# Aim of the task
Count how many lines of the data below contain the string "gable". Reply with the number alone.

# Data supplied
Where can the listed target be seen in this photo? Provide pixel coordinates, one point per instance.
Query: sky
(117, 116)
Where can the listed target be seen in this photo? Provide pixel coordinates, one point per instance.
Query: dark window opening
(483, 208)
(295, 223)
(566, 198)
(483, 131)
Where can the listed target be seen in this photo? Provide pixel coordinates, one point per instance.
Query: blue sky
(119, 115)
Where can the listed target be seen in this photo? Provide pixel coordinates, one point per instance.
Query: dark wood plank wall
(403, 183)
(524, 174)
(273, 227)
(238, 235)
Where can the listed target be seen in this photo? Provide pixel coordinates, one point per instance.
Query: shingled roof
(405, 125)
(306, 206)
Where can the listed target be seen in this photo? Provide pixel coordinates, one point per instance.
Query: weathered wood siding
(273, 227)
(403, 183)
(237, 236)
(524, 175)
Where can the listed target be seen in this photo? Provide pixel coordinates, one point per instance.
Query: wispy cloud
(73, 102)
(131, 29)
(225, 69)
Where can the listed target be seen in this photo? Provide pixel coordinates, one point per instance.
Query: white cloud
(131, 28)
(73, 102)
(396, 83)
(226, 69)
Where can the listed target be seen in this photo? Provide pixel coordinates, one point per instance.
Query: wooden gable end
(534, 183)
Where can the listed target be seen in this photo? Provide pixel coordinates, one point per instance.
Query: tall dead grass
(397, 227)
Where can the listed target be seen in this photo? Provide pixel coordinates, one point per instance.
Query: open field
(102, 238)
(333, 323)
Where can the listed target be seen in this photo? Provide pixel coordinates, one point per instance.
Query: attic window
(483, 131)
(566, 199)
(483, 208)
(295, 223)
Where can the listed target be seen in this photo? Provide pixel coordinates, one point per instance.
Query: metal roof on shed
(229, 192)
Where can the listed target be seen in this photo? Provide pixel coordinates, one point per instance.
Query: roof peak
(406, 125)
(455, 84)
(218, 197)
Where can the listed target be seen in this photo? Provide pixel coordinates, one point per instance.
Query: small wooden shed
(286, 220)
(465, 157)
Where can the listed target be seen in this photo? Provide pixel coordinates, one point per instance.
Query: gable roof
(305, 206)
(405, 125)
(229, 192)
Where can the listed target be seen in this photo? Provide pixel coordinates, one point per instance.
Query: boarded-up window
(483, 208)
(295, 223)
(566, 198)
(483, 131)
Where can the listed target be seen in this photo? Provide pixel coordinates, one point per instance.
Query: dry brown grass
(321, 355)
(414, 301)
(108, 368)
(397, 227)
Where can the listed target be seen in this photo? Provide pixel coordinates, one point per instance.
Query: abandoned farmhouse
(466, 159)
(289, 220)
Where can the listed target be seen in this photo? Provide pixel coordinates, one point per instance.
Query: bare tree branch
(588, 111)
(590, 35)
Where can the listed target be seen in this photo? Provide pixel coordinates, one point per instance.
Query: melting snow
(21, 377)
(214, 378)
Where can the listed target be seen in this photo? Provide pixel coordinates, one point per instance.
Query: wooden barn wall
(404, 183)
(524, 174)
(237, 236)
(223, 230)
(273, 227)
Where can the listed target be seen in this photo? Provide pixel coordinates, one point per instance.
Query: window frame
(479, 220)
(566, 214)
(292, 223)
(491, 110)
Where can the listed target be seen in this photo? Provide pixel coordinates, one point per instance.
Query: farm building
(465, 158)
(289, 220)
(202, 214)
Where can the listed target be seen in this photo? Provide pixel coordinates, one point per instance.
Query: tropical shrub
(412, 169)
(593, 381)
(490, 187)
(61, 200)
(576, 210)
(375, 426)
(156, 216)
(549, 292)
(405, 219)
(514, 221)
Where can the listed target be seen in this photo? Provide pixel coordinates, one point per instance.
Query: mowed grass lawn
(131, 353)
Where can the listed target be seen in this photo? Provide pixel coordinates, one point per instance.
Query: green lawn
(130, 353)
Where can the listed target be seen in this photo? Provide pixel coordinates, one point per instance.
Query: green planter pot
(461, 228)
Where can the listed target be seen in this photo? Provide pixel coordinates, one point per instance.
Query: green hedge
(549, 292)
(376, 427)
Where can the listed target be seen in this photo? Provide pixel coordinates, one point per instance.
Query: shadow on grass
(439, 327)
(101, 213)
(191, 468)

# The result
2